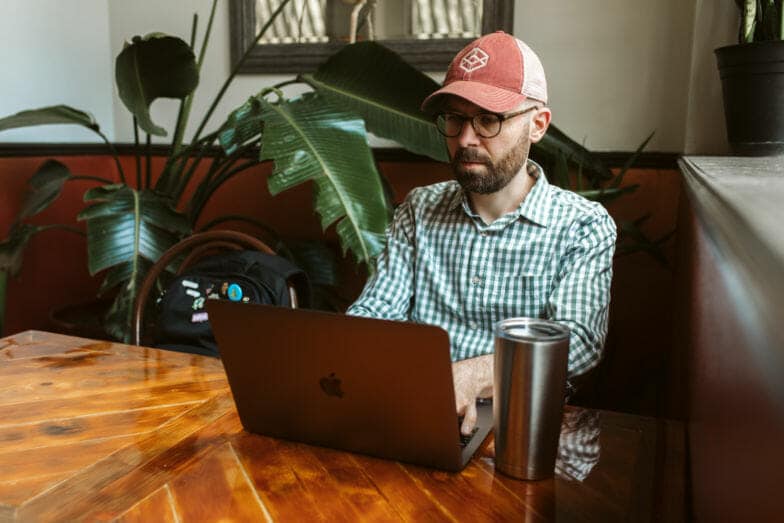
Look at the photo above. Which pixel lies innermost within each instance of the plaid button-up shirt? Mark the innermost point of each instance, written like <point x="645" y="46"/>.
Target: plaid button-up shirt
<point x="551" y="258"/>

• • • • • • •

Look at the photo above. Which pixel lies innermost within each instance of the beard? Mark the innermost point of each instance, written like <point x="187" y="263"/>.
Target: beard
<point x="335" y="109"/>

• • • • • • •

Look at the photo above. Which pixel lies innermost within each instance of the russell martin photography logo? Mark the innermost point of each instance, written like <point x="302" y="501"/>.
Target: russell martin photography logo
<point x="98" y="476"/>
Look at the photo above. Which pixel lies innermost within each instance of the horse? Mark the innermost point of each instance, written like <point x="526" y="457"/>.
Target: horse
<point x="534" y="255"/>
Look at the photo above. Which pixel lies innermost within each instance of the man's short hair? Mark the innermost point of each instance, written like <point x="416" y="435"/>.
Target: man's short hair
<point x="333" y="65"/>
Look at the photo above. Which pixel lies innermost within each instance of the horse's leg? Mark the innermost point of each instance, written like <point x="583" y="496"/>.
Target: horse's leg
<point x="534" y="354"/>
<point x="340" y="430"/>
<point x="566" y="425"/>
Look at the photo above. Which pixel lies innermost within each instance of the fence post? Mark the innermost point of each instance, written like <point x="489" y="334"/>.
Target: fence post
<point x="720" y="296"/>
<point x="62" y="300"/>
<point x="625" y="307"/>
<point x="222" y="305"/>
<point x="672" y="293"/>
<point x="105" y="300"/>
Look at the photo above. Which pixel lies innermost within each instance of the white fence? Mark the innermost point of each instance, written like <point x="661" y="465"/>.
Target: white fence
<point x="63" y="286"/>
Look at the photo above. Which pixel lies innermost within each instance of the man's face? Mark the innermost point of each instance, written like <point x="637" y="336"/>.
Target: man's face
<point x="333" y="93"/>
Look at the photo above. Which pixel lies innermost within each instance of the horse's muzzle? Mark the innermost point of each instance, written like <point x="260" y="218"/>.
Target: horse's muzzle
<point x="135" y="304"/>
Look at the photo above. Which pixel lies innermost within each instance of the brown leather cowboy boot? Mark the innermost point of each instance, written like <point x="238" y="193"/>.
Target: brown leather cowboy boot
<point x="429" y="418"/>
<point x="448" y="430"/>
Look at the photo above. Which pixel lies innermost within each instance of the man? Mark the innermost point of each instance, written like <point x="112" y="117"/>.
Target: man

• • • • • • •

*WHAT THE EXERCISE ASKS*
In the entries above, restate word for word the lines between the one holding "Target: horse's leg" and the one holding "of the white", inclusive, and nothing besides.

*RESPONSE TO THIS EXERCISE*
Target: horse's leg
<point x="534" y="354"/>
<point x="340" y="430"/>
<point x="566" y="425"/>
Look at the photo above. Which pixel lies innermost within each instance of the fence post? Mark the innermost point of each instance, written like <point x="489" y="334"/>.
Target: fence post
<point x="720" y="296"/>
<point x="62" y="300"/>
<point x="625" y="307"/>
<point x="222" y="305"/>
<point x="672" y="293"/>
<point x="105" y="300"/>
Look at the photo above. Which pixel lies innermost within each instance of the white fence? Mark the innermost point of each instance, written like <point x="661" y="465"/>.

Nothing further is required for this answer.